> [EXERCISE PROMPT]:
Rewrite the lines from the one containing "Please trace the outline of every instance of the concrete" through the one containing "79 131 L 159", replacing "concrete wall" with "retaining wall" and leaving all other text unchanged. Return only those lines.

*** DATA SHOWN ***

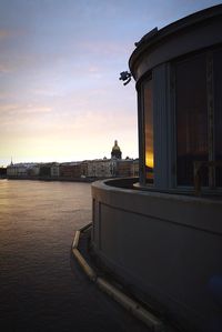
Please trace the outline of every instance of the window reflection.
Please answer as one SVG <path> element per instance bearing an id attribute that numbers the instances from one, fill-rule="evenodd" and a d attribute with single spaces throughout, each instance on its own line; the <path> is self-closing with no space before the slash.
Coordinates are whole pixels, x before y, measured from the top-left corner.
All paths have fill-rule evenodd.
<path id="1" fill-rule="evenodd" d="M 215 123 L 215 160 L 222 161 L 222 50 L 213 53 L 214 64 L 214 123 Z M 216 187 L 222 187 L 222 168 L 215 171 Z"/>
<path id="2" fill-rule="evenodd" d="M 178 184 L 193 185 L 193 162 L 208 161 L 208 100 L 205 54 L 175 66 Z M 208 184 L 208 168 L 203 170 Z"/>
<path id="3" fill-rule="evenodd" d="M 145 179 L 153 182 L 153 94 L 152 80 L 143 85 L 144 93 L 144 131 L 145 131 Z"/>

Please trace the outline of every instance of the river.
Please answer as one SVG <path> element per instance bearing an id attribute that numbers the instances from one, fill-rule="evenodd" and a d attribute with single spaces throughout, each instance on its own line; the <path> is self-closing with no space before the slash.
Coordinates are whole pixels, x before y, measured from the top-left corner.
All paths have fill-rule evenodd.
<path id="1" fill-rule="evenodd" d="M 147 331 L 74 261 L 90 221 L 89 183 L 0 180 L 0 331 Z"/>

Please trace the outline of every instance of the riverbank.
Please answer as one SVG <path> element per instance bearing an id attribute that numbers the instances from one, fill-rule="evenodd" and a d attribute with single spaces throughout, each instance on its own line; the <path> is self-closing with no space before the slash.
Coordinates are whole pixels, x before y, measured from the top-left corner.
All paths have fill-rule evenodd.
<path id="1" fill-rule="evenodd" d="M 87 182 L 92 183 L 98 178 L 67 178 L 67 177 L 4 177 L 0 179 L 7 180 L 34 180 L 34 181 L 63 181 L 63 182 Z"/>

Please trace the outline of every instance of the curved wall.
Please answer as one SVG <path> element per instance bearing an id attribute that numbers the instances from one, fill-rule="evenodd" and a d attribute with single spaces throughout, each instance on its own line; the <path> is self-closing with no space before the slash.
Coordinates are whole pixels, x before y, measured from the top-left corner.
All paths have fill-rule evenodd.
<path id="1" fill-rule="evenodd" d="M 97 255 L 186 331 L 221 331 L 221 202 L 109 183 L 92 184 Z"/>

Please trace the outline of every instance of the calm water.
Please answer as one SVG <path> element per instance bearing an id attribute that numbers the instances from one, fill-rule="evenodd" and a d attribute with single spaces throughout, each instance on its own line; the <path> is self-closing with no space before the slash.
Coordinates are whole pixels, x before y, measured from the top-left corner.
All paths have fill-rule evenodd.
<path id="1" fill-rule="evenodd" d="M 75 263 L 90 221 L 88 183 L 0 180 L 0 331 L 147 331 Z"/>

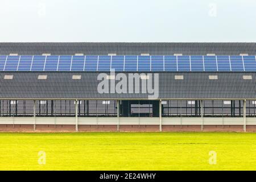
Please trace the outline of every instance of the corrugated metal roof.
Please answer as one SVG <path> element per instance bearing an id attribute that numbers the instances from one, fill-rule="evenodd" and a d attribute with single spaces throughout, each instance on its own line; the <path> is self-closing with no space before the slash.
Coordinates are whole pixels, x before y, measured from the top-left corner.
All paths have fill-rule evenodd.
<path id="1" fill-rule="evenodd" d="M 256 55 L 255 43 L 0 43 L 9 55 Z"/>
<path id="2" fill-rule="evenodd" d="M 147 99 L 148 93 L 100 93 L 100 72 L 0 72 L 0 99 Z M 109 74 L 109 73 L 105 73 Z M 116 72 L 115 74 L 118 74 Z M 126 76 L 131 73 L 123 73 Z M 154 72 L 159 75 L 159 99 L 255 99 L 255 72 Z M 46 80 L 38 76 L 47 75 Z M 183 80 L 175 80 L 177 74 Z M 73 75 L 81 79 L 72 79 Z M 5 75 L 13 75 L 5 79 Z M 218 79 L 210 80 L 210 75 Z M 243 79 L 251 75 L 251 80 Z M 112 80 L 109 80 L 110 81 Z M 116 81 L 117 82 L 117 81 Z"/>

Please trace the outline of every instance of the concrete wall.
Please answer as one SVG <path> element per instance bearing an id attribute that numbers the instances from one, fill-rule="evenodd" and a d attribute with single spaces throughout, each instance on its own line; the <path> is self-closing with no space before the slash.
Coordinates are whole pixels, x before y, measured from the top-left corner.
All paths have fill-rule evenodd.
<path id="1" fill-rule="evenodd" d="M 79 131 L 159 131 L 160 118 L 79 117 Z M 0 131 L 76 131 L 75 117 L 0 117 Z M 203 125 L 202 127 L 202 125 Z M 243 131 L 243 118 L 162 118 L 163 131 Z M 246 118 L 256 131 L 256 118 Z"/>

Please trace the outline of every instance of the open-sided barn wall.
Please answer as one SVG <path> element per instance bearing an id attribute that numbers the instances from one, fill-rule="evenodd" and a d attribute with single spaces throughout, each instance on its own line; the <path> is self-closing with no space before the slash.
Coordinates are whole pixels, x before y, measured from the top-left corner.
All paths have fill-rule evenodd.
<path id="1" fill-rule="evenodd" d="M 256 55 L 255 43 L 1 43 L 9 55 Z"/>
<path id="2" fill-rule="evenodd" d="M 116 117 L 117 101 L 79 100 L 79 117 Z M 75 117 L 75 100 L 36 100 L 36 117 Z M 0 100 L 0 117 L 33 117 L 34 101 Z"/>
<path id="3" fill-rule="evenodd" d="M 119 92 L 118 80 L 106 81 L 109 89 L 100 92 L 98 79 L 105 72 L 1 72 L 0 98 L 2 100 L 255 100 L 256 72 L 143 72 L 151 74 L 158 86 L 152 98 L 148 90 L 143 90 L 139 78 L 126 89 Z M 115 76 L 119 72 L 115 72 Z M 134 73 L 121 73 L 125 78 Z M 12 79 L 5 79 L 6 76 Z M 73 79 L 73 75 L 81 79 Z M 155 78 L 155 76 L 157 76 Z M 250 76 L 250 79 L 244 79 Z M 40 77 L 46 79 L 39 79 Z M 129 82 L 129 80 L 127 83 Z M 153 84 L 154 85 L 154 84 Z M 129 86 L 133 88 L 129 91 Z M 138 92 L 135 88 L 138 86 Z M 110 88 L 112 89 L 110 89 Z M 144 88 L 145 88 L 144 87 Z"/>

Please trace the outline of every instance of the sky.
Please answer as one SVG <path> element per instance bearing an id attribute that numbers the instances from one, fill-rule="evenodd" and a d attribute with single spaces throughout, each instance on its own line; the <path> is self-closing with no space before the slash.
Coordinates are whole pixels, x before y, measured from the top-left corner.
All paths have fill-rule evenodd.
<path id="1" fill-rule="evenodd" d="M 255 0 L 0 0 L 0 42 L 256 42 Z"/>

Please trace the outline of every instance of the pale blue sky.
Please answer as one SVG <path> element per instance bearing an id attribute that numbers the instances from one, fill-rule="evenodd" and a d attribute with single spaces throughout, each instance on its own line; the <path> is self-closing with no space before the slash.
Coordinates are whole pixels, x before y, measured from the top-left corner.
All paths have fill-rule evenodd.
<path id="1" fill-rule="evenodd" d="M 0 0 L 0 42 L 256 42 L 255 0 Z"/>

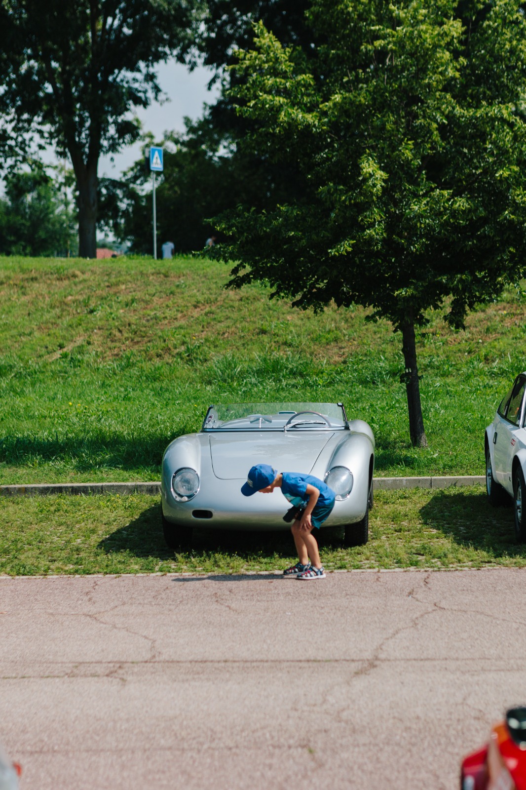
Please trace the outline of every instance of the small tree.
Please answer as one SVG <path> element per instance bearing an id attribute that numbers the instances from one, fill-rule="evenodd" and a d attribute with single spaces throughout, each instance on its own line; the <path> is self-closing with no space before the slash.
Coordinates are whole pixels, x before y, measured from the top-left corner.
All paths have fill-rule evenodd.
<path id="1" fill-rule="evenodd" d="M 19 130 L 37 125 L 71 158 L 78 193 L 79 254 L 95 258 L 97 165 L 133 142 L 130 111 L 160 88 L 155 66 L 184 61 L 202 0 L 2 0 L 0 103 Z"/>
<path id="2" fill-rule="evenodd" d="M 302 194 L 217 222 L 239 261 L 300 307 L 359 303 L 402 336 L 414 446 L 426 446 L 415 328 L 517 281 L 526 261 L 526 22 L 518 0 L 314 0 L 315 58 L 262 25 L 234 89 L 261 156 Z M 448 301 L 449 300 L 449 301 Z"/>

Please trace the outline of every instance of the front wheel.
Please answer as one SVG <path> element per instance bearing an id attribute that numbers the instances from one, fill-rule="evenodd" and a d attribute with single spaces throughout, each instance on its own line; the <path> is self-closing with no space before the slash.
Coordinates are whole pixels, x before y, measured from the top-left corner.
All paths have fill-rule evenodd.
<path id="1" fill-rule="evenodd" d="M 369 540 L 369 507 L 361 521 L 346 524 L 344 533 L 344 546 L 365 546 Z"/>
<path id="2" fill-rule="evenodd" d="M 502 501 L 502 487 L 495 482 L 491 466 L 490 448 L 486 448 L 486 493 L 490 505 L 497 507 Z"/>
<path id="3" fill-rule="evenodd" d="M 180 551 L 188 548 L 192 544 L 192 528 L 181 527 L 178 524 L 172 524 L 164 517 L 163 508 L 161 506 L 161 519 L 163 521 L 163 534 L 164 541 L 168 548 Z"/>
<path id="4" fill-rule="evenodd" d="M 517 466 L 513 475 L 513 513 L 515 515 L 515 537 L 517 543 L 526 541 L 526 518 L 524 518 L 524 506 L 526 506 L 526 485 L 522 469 Z"/>

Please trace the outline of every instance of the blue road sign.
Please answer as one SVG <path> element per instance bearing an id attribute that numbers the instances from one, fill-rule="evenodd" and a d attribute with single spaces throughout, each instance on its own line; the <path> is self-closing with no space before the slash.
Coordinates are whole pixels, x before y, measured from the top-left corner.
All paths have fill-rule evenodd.
<path id="1" fill-rule="evenodd" d="M 150 170 L 153 172 L 162 173 L 163 171 L 163 149 L 158 148 L 150 149 Z"/>

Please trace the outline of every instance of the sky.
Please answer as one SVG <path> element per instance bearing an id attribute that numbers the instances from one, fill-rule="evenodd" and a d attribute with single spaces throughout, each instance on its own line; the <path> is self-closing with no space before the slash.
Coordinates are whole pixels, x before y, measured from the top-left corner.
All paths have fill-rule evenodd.
<path id="1" fill-rule="evenodd" d="M 158 67 L 159 84 L 168 100 L 163 104 L 152 102 L 146 110 L 139 110 L 137 115 L 145 132 L 152 132 L 156 141 L 160 141 L 165 131 L 184 130 L 183 118 L 192 120 L 203 114 L 205 103 L 212 103 L 219 93 L 219 88 L 207 90 L 212 71 L 197 66 L 189 71 L 186 66 L 173 61 L 160 63 Z M 120 153 L 101 156 L 99 161 L 99 176 L 117 179 L 141 156 L 141 144 L 135 143 L 122 149 Z M 56 163 L 54 152 L 50 149 L 42 158 L 49 164 Z M 112 161 L 113 160 L 113 161 Z"/>
<path id="2" fill-rule="evenodd" d="M 160 63 L 158 68 L 159 84 L 167 96 L 163 104 L 152 102 L 146 110 L 137 112 L 146 132 L 152 132 L 156 141 L 162 139 L 164 132 L 182 131 L 183 118 L 188 115 L 196 120 L 203 114 L 205 103 L 211 104 L 217 97 L 219 88 L 207 90 L 212 73 L 203 66 L 189 71 L 186 66 L 173 61 Z M 141 156 L 141 144 L 123 149 L 113 156 L 103 156 L 99 163 L 99 175 L 118 178 L 118 175 Z"/>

***

> [EXERCISE RESPONSE]:
Please trace the outline of every instance of the retaining wall.
Please answer as one SVG <path> element per instance bearing an id attribute that numbers the instances from one, fill-rule="evenodd" and a d attribute with single spaces throughout, each instance on its own line; the <path> is self-closing with no space before the slash.
Coordinates are whole pixels, x before y, measured from the top-left corner.
All paths have fill-rule evenodd.
<path id="1" fill-rule="evenodd" d="M 79 131 L 159 131 L 160 118 L 79 117 Z M 0 131 L 76 131 L 75 117 L 0 117 Z M 203 125 L 202 127 L 202 125 Z M 243 131 L 243 118 L 162 118 L 163 131 Z M 246 118 L 256 131 L 256 118 Z"/>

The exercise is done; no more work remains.